- PAGINA:
Nord Africa, IV secolo - Cartagine (Tunisia), 430

Amico di Sant’Agostino, Aurelio diventa vescovo a Cartagine, nell’odierna Tunisia, tra le macerie di una Chiesa in rovina. La solleverà con il lavoro manuale e la predicazione dottrinale, la zappa e la parola, ma soprattutto con la carità e l’accoglienza. Muore intorno al 430.

Etimologia: Aurelio = oro e sole - latino e greco; che brilla, splendente - dall'etrusco

Emblema: Bastone pastorale

Martirologio Romano: A Cartagine, nell’odierna Tunisia, sant’Aurelio, vescovo, che, salda colonna della Chiesa, protesse i suoi fedeli dalle usanze pagane e collocò il seggio episcopale sul luogo in cui prima si trovava la statua della dea del cielo.

Ascolta da RadioVaticana:   
  

Nell’anno 388 è diacono a Cartagine e fa amicizia col futuro sant’Agostino: è la prima cosa che sappiamo su Aurelio, di cui s’ignorano data e luogo di nascita. Nel 391 o 392, eccolo vescovo di Cartagine. (Intanto Agostino diventa sacerdote nel 391 e nel 395 vescovo di Ippona, presso l’attuale Annaba, in Algeria). A Cartagine, Aurelio è il numero uno della Chiesa nella “Provincia d’Africa” (la fascia Nord del continente, escluso l’Egitto). Ma questa è una Chiesa in macerie, da quando l’ha spaccata uno scisma a inizio secolo.
La crisi era esplosa alla fine delle persecuzioni: allora molti cristiani rimasti fedeli negli anni sanguinosi delle persecuzioni, erano propensi a riaccogliere e perdonare chi aveva momentaneamente ceduto per debolezza. Altri respingevano invece ogni indulgenza, e trovarono un capo energico – il vescovo Donato, della Numidia – che trasformò uno stato d’animo in forza religiosa e anche politica, tesa alla purificazione della Chiesa, separandola dal mondo profano e dall’impero.

- COMPITI DA SVOLGERE:
(a) Rispondi alle seguenti domande sulla scheda dedicata a sant'Aurelio di Cartagine:
(i) In quale anno Aurelio è diacono a Cartagine?
(ii) Qual è il suo emblema?
(iii) Secondo il Martirologio Romano, dove collocò il seggio episcopale?
(b) Prosegui il testo su sant'Aurelio di Cartagine a partire dalla sua ultima frase.

- MATERIALE:
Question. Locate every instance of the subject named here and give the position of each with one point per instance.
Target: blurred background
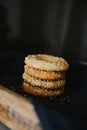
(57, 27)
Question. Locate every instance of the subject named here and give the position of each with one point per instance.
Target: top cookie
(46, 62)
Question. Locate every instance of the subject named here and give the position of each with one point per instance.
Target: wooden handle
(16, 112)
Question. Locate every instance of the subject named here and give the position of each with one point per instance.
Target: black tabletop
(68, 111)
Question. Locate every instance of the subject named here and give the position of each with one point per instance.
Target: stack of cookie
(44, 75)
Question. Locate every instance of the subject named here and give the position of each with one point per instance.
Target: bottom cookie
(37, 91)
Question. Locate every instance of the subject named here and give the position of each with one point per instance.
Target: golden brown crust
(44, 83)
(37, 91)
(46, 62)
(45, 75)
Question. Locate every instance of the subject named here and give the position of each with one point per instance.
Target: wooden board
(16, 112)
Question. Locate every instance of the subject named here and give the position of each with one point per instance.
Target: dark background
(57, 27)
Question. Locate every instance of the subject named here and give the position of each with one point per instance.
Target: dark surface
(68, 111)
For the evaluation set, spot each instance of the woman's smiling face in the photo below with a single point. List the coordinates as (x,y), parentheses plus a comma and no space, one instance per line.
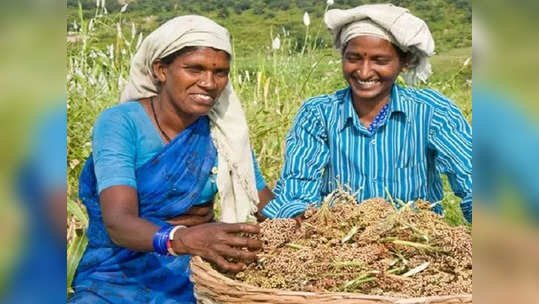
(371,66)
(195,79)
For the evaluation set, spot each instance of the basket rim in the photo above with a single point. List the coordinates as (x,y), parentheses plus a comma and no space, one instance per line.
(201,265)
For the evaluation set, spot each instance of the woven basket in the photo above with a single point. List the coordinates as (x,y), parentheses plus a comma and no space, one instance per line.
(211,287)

--

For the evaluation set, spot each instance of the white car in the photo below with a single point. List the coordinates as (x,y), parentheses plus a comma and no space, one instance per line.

==

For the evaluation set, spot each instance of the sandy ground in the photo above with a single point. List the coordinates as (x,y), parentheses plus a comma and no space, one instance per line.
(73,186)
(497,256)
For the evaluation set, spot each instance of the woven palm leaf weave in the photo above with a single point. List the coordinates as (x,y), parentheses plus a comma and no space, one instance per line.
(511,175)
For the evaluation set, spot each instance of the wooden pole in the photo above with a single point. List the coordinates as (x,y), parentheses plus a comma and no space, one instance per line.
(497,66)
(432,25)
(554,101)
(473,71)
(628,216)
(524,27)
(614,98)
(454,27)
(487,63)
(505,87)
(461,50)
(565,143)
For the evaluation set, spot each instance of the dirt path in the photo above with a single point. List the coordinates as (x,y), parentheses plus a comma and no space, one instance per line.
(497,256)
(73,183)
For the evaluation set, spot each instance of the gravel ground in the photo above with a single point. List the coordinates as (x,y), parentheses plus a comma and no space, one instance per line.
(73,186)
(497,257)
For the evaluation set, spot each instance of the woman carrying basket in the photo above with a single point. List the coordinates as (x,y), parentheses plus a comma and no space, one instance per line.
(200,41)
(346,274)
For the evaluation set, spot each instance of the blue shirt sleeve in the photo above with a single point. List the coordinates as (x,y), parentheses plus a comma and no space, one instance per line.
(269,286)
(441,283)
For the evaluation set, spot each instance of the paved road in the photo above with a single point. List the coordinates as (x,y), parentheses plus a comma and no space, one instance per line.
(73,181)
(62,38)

- RISPOSTE AI COMPITI:
(a)
(i) Nell'anno 388.
(ii) Il bastone pastorale.
(iii) Sul luogo in cui prima si trovava la statua della dea del cielo.

(b)
La maggioranza dei cristiani accettò (contro la volontà del Papa e dell’imperatore) Donato come vescovo di Cartagine, e la Chiesa si divise: i cattolici da una parte, i “donatisti” dall’altra. Dopo la morte di Donato in deportazione (ca. 355) i suoi si divisero ancora, vescovi contro vescovi, fedeli contro fedeli.
A Cartagine, ora, Aurelio trova i suoi cattolici uniti, sì, ma scadenti nella fede come nelle opere. Si è dimenticata la dottrina, le chiese servono anche per i banchetti, e persino certi monaci rifiutano il lavoro. Questi, il vescovo Aurelio li rimanda presto alla zappa, e Agostino ne spiega loro il perché col trattato De opere monachorum. Il pensiero del vescovo di Ippona nutre e incoraggia l’attivismo di Aurelio per rivitalizzare la Chiesa e richiamarvi i lontani.
Come Donato, anche lui conosce bene stati d’animo, attese e paure della sua gente. Perciò ai dissidenti Aurelio porge subito una mano amica, innanzitutto con la sua carità (lodata da Agostino nel De civitate Dei) e anche con precisi atti ufficiali. Già al Concilio di Ippona (393) egli offre cordiale accoglienza ai vescovi donatisti desiderosi di ritornare con i loro fedeli all’unità; e ammette al sacerdozio anche chi è stato battezzato da scismatici. Aurelio risolve insomma questa grave crisi disciplinare in Africa, e tra africani. Nelle cose che invece toccano la fede, sull’esempio di Agostino, egli cerca immediatamente la sintonia con Roma.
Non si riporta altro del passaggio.